> **The exercise**
Count the lines in the rows that follow that contain the word "below", treating uppercase and lowercase as different. Reply with the number alone.

> **Material supplied**
———
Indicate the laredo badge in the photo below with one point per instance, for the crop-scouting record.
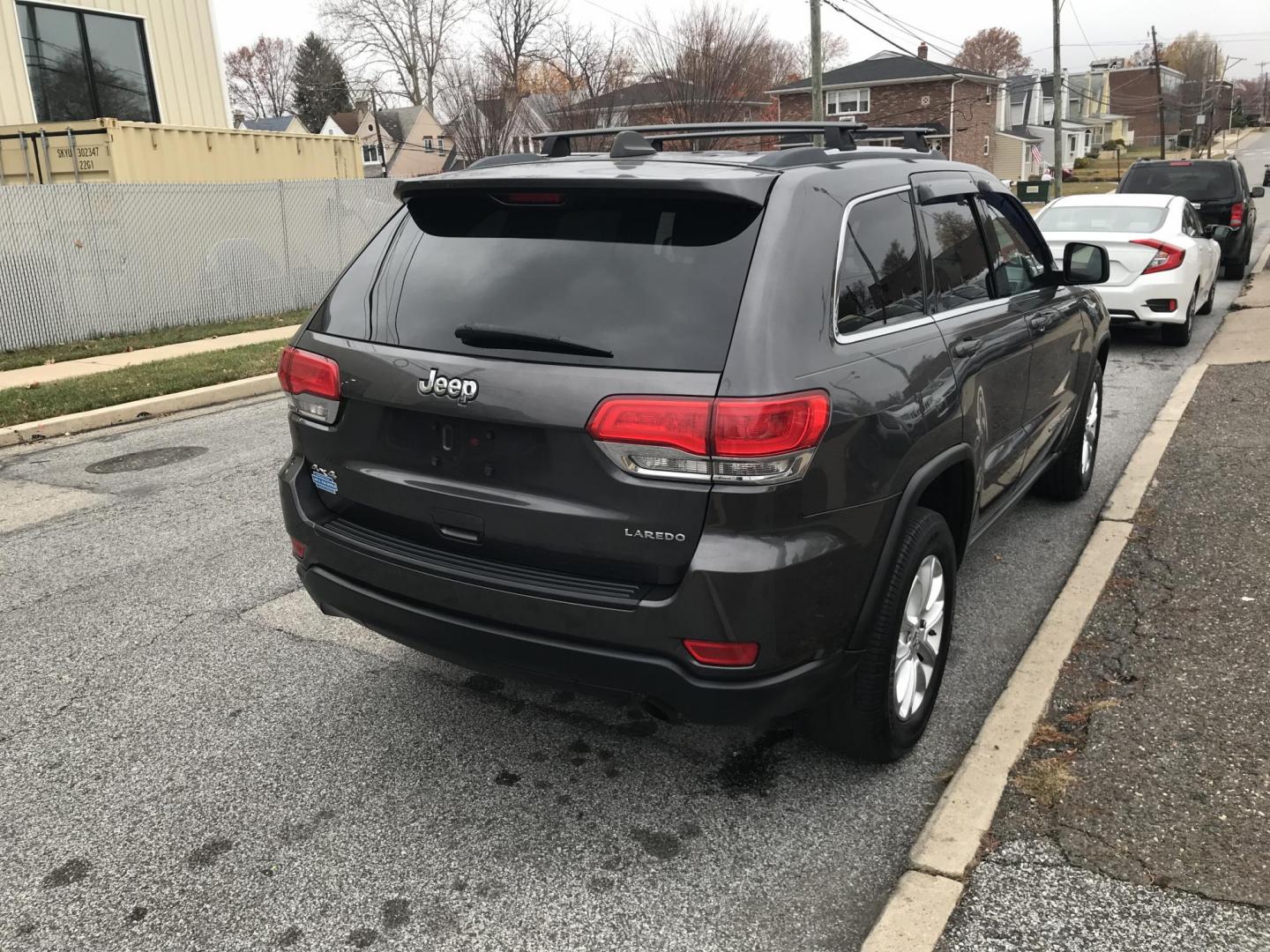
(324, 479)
———
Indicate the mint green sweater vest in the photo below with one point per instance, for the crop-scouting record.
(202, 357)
———
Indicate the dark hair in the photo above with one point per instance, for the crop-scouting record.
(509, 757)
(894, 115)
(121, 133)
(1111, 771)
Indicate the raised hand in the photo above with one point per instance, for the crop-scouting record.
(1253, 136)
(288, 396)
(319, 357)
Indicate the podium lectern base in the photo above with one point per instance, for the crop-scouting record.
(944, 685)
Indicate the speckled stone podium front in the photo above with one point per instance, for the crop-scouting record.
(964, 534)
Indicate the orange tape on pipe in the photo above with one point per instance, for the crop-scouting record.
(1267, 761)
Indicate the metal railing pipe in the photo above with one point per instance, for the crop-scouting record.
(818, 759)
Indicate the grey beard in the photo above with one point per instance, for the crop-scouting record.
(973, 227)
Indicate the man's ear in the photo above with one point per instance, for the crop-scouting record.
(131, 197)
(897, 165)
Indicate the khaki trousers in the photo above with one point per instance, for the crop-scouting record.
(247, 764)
———
> **Reply**
2